"""

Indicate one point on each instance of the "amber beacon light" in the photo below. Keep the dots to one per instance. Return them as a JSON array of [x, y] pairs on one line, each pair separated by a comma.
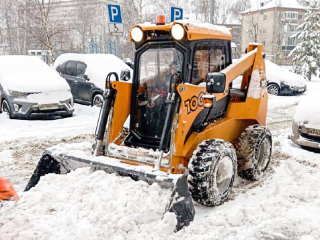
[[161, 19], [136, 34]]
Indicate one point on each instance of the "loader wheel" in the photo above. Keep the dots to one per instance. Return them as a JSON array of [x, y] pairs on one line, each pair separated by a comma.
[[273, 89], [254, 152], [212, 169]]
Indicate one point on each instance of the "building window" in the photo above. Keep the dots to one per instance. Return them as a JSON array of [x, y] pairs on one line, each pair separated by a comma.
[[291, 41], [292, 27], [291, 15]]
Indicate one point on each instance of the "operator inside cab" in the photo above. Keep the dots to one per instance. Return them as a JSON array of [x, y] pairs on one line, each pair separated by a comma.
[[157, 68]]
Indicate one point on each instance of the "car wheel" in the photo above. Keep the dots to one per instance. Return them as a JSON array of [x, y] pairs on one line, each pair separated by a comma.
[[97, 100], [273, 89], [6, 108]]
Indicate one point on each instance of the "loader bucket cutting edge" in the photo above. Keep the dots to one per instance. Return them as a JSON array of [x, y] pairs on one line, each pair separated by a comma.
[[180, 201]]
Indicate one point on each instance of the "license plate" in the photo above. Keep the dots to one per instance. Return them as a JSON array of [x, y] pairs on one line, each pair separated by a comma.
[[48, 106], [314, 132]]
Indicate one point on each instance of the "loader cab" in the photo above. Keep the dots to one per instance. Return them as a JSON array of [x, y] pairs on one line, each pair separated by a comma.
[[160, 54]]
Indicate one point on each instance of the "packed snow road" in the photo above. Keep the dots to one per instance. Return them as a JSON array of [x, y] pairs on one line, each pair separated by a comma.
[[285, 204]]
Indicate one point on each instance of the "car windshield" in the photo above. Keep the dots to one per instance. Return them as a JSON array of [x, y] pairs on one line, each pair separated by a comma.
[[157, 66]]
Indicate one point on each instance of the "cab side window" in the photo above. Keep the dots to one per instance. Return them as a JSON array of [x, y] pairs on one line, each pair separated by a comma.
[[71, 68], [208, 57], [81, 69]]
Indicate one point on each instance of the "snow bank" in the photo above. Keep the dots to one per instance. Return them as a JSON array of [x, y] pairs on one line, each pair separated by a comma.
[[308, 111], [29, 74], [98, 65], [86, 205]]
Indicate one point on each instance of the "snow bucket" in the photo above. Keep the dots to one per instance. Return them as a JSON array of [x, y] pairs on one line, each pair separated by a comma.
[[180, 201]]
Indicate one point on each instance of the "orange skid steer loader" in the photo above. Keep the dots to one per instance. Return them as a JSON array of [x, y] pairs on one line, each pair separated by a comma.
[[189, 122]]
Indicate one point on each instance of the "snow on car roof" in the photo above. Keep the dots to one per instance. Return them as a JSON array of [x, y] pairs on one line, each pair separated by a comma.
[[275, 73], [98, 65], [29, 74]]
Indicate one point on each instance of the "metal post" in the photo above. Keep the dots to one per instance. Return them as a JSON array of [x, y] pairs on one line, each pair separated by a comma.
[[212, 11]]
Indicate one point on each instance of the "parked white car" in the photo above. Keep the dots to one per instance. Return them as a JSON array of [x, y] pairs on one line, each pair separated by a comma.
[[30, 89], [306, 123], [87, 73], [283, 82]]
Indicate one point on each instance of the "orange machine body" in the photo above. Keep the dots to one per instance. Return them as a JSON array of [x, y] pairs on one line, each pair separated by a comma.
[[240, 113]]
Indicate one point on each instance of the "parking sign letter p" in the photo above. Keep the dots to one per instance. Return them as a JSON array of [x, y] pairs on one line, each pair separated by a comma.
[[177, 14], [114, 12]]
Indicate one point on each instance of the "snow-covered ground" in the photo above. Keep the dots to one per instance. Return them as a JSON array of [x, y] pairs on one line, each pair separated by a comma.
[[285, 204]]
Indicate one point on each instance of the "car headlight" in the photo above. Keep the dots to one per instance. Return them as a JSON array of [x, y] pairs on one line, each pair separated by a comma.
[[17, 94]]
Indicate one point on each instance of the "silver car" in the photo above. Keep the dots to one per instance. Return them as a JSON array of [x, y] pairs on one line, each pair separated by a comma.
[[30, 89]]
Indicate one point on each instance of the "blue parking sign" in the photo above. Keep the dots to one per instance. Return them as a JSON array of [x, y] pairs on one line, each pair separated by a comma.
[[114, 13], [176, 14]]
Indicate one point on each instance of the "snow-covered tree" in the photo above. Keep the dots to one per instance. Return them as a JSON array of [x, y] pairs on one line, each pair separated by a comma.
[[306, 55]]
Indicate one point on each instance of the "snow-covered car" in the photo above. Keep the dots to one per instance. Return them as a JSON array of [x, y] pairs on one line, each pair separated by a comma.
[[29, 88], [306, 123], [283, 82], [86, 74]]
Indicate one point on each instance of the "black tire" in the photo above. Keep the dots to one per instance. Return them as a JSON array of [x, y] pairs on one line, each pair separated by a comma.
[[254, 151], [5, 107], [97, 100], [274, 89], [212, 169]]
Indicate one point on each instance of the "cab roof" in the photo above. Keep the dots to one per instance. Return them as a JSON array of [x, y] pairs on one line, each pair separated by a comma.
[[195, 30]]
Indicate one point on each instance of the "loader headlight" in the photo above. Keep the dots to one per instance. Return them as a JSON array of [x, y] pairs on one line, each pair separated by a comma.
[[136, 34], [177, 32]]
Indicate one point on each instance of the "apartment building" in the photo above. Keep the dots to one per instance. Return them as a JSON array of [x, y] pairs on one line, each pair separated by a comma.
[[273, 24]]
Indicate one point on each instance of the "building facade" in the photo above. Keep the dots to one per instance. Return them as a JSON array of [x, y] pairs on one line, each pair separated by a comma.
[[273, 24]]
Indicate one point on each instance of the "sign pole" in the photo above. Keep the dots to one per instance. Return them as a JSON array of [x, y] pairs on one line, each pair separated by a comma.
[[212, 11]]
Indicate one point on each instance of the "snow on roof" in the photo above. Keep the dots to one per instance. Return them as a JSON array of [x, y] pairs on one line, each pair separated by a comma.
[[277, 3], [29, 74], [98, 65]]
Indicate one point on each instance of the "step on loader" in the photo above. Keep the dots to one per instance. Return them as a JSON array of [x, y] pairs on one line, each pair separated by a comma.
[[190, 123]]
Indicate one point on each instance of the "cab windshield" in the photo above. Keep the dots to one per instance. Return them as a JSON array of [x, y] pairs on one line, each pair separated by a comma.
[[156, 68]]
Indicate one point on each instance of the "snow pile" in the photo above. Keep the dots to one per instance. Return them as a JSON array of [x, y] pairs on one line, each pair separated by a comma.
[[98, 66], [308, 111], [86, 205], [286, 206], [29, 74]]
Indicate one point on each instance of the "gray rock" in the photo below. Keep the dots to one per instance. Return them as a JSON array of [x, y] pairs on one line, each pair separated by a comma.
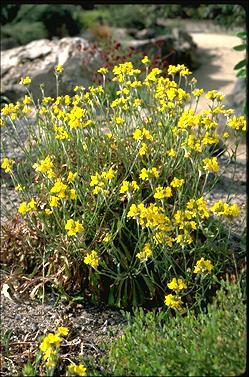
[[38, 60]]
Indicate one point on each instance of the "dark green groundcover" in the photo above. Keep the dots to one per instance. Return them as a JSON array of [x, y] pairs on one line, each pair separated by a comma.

"""

_PROBLEM STATEMENT_
Skip the images and write out the rest of the listing exactly.

_RESULT BELOW_
Indicate one point on each instance of the "amber beacon light" in the photo below. Keep the dots to one per instance. Return them as a JSON array of [x, y] pairs on one line, each pair separated by a comma.
[[161, 19], [136, 34]]
Indicate one point on each instance of the "loader wheel" in the photo above. Keep the dots to one per instance. Return them as a JSON array of [x, y] pairs on one line, each pair separated by a comma.
[[273, 89], [254, 152], [212, 169]]
Indicate one point on each instance of the "building window" in the photo above. Keep the dots to one per instance. Return them as a JSON array of [x, y] pairs on one line, each pair separated by a comma.
[[291, 41], [292, 27], [291, 15]]
Indicate one point on each instance of the "operator inside cab" in the photo above. Keep the dots to one per instance. Return them as a JSON array of [x, y] pairs on one line, each pair separated by a comma.
[[157, 68]]
Indicate one point on each instance of the "car wheel" in the photo above. Keep the dots to one per instance. Return them as a JSON array of [x, y] pairs on one line, each pair separated by a comma.
[[97, 100], [273, 89], [6, 108]]
Indicate one point on each instance of the "loader bucket cutting edge" in the photo above. Keep the dots to one per instance. Return them as a JSON array of [x, y] pairs on one line, each pair separated by a comma.
[[180, 201]]
Indicate one point on each instance of the "license plate" in the photo above. Keep the dots to one per instance. Return them as a JSON array of [x, y] pairs on one line, each pair separated by a comma.
[[48, 106], [314, 132]]
Indicate one point on each instance of the "loader cab" in the photo above. Keep the dots to one per instance. Return them as a JSON array of [x, y] pairs on one line, each pair separated by a comma.
[[160, 54]]
Indicate one point on each instance of the "packed snow road" in the photo above. Keep the dots to one per instance. Return them as a JSON array of [x, y] pairs on one line, each pair separated by a comma.
[[285, 204]]
Indicate one point on each instance of the "car windshield" in the photo above. Keep the dots to one per instance. Return them as a JSON array of [x, y] pairs on one line, each pair separated by a comma.
[[157, 66]]
Indicate one point on each instance of the "cab side window" in the photo above. Keep the dots to one per instance. Return them as a JSON array of [x, y] pairs on one line, each pair separated by a comma.
[[71, 68], [208, 57], [81, 69]]
Indicate one point on each instance of the "snow bank" in the photo above. Keep the dots to one per instance. Return them as a JSON array of [x, y] pairs on one line, each pair separated by a comma.
[[308, 111], [29, 74], [98, 65], [86, 205]]
Indicate one point on each instance of the "snow bucket" in the photo above. Keep the dots to one per instance. Return them as a JSON array of [x, y] pairs on one line, each pair separated by a comma.
[[180, 201]]
Indicate one point on each instance of the "orange skid steer loader" in the photo above. Keep the dots to one per instance. Return them as a JSON array of [x, y] pairs on one line, each pair separated by a comma.
[[189, 122]]
Indicate one point on each instance of the "snow on car roof" in the photo above. Keep the dots to one per instance. Return them as a JSON array of [x, y] pairs on one line, each pair separated by a comma.
[[275, 73], [98, 65], [29, 74]]
Indicate one point on each instance of the "metal post" in the photo above. Keep the dots to one per instance. Return them as a JSON array of [x, y] pairs on one line, each pair separated by a comma.
[[212, 11]]
Indicate one point on each instance of the "parked white car" in the photo above. Keep the dots to one per instance. Return them as a JSON array of [x, y] pairs on one line, each pair separated by a comma.
[[30, 89], [306, 123], [87, 73], [283, 82]]
Indicate one point on each instance of the "orange machine body" in the photo above. Keep the dots to one per instance. Return them as a JSON array of [x, y] pairs on one line, each pair separated by a comma.
[[240, 113]]
Indicate one point on each instance of the "parking sign letter p" in the photo above. Keep the dots to one per instance. Return them as a JSON array of [x, y] pairs on one line, each pair separated by a comma.
[[177, 14], [114, 12]]
Indicate one point on each instance of the "snow-covered ground" in the photo above. Keep the dots to one per instance. Return them as a JSON array of [x, y] pairs on one line, each pair separated by a comma.
[[285, 204]]
Indicate one point on each instance of the "car headlight" in the photo above. Keep the dots to one per instance. Return them as a JSON array of [x, y] pairs on one line, each pair separated by a comma.
[[17, 94]]
Indicate one point on each instance of the "silver car" in the photo above. Keep the dots to one per instance. Return them as a JSON array of [x, y] pairs on one line, each pair separated by a comma.
[[30, 89]]
Indicate one point on each instance of the "blue parking sign" in the photo above. Keep the dots to one per instance. Return them as a JSON array of [x, y] pairs on one line, each pair separated by a comma.
[[114, 13], [176, 14]]
Indicate one point on each instance of the "snow-covered tree" in the photo above. Keep the dots to one per instance. Return them as a JSON array of [x, y] pairs on one line, each pair separated by a comma.
[[306, 55]]
Indicate one point on each instance of the "snow-covered car" in the photo above. Keep the dots to one per instance. Return them as a JSON array of [x, y] pairs on one line, each pair separated by a comma.
[[29, 88], [306, 123], [283, 82], [86, 74]]
Indicate one point on each instance of the "black tire" in the photo above. Keep the dots to one per instance. Return them as a JSON array of [x, y] pairs on one line, each pair separated by a comma.
[[254, 151], [5, 107], [97, 100], [274, 89], [212, 169]]
Indicate one point on each instance of the "cab roof" in the photo above. Keep the dots to one per instance. Return them as a JSON array of [x, y] pairs on one line, each pair separated by a comma.
[[195, 30]]
Indicate one point on each instance of the "loader headlight" in the photo above. Keep the dots to one per instance. Return them as a JSON array of [x, y] pairs on one line, each pair separated by a comma.
[[136, 34], [177, 32]]
Indicate one point on each instance of the "apartment building" in the photo above. Keep the dots to one per instance. Return them as a JSON array of [x, y] pairs on one line, each pair separated by a comma.
[[273, 24]]
Indicate one point on each instance of the "building facade" in the photo above. Keep the dots to one per instance. Return them as a JSON array of [x, y] pairs on one line, each pair separated by a comma.
[[273, 24]]
Indicate one point on each instance of the "sign pole" in the photo above. Keep the dots to one per instance. Return them as a JSON array of [x, y] pairs on one line, each pair separated by a comma.
[[212, 11]]
Indicate one point on each instance of the "snow on roof" in the photo above. Keep the dots to one per instance. Return them as a JSON array of [x, y] pairs on one line, each pair separated by a comma.
[[277, 3], [29, 74], [98, 65]]
Indicate one point on each instance of the "step on loader" in the photo above. Keep the dots to one per instance. Return them as a JSON array of [x, y] pairs on one line, each pair separated by a comma.
[[190, 123]]
Indicate one point on each instance of the "cab windshield" in the photo above. Keep the dots to one per instance. Return them as a JSON array of [x, y] pairs on one line, each pair separated by a comma.
[[156, 68]]
Indicate one point on each instance of the "snow pile" in the photo above. Keep the dots to one per instance. Return them as a JSON array of [x, y] pairs on one line, each pair separated by a comma.
[[98, 66], [308, 111], [86, 205], [286, 206], [29, 74]]
Indicate one point on each instance of the "gray rock" in the photo below. Keep the dots to one per instance. Return them as a JSON array of [x, y] pairs on one line, each pair separated by a comma.
[[38, 60]]
Indicate one point on each instance of the "dark green groundcover" in the photo above. Keep the dots to one per instance. Return them as a JSON array of [x, y] pairs on one line, each pair separated by a comma.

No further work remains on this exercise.